--- Die Zeilen ---

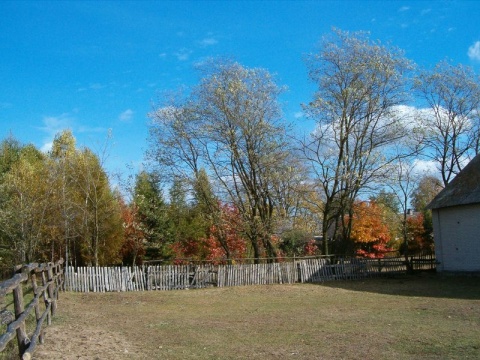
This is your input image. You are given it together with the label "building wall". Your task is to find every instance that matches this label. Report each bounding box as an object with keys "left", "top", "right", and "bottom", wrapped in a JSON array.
[{"left": 433, "top": 204, "right": 480, "bottom": 272}]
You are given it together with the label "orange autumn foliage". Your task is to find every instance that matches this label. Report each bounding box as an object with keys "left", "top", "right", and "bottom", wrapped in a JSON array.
[{"left": 350, "top": 201, "right": 391, "bottom": 258}]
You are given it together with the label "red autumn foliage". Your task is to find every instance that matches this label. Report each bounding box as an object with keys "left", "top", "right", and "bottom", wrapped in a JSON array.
[
  {"left": 172, "top": 204, "right": 247, "bottom": 263},
  {"left": 303, "top": 239, "right": 318, "bottom": 256},
  {"left": 407, "top": 213, "right": 432, "bottom": 251},
  {"left": 120, "top": 203, "right": 145, "bottom": 265},
  {"left": 351, "top": 201, "right": 392, "bottom": 258}
]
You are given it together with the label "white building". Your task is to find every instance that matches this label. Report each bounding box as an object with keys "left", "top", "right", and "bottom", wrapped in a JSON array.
[{"left": 428, "top": 155, "right": 480, "bottom": 272}]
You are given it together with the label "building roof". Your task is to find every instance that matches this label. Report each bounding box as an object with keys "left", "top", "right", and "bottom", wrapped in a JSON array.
[{"left": 427, "top": 154, "right": 480, "bottom": 209}]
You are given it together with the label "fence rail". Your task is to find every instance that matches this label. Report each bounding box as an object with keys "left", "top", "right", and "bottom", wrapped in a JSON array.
[
  {"left": 65, "top": 254, "right": 435, "bottom": 292},
  {"left": 0, "top": 260, "right": 63, "bottom": 359}
]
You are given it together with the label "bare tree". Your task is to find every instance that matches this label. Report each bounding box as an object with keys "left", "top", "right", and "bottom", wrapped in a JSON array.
[
  {"left": 415, "top": 61, "right": 480, "bottom": 185},
  {"left": 151, "top": 61, "right": 289, "bottom": 259},
  {"left": 302, "top": 30, "right": 412, "bottom": 254}
]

---

__Ziel der Übung__
Gib an, in wie vielen der Zeilen oben das Wort "autumn" vorkommt, und schreib nur die Zahl hin. Groß- und Kleinschreibung zählt dabei.

__Lösung__
2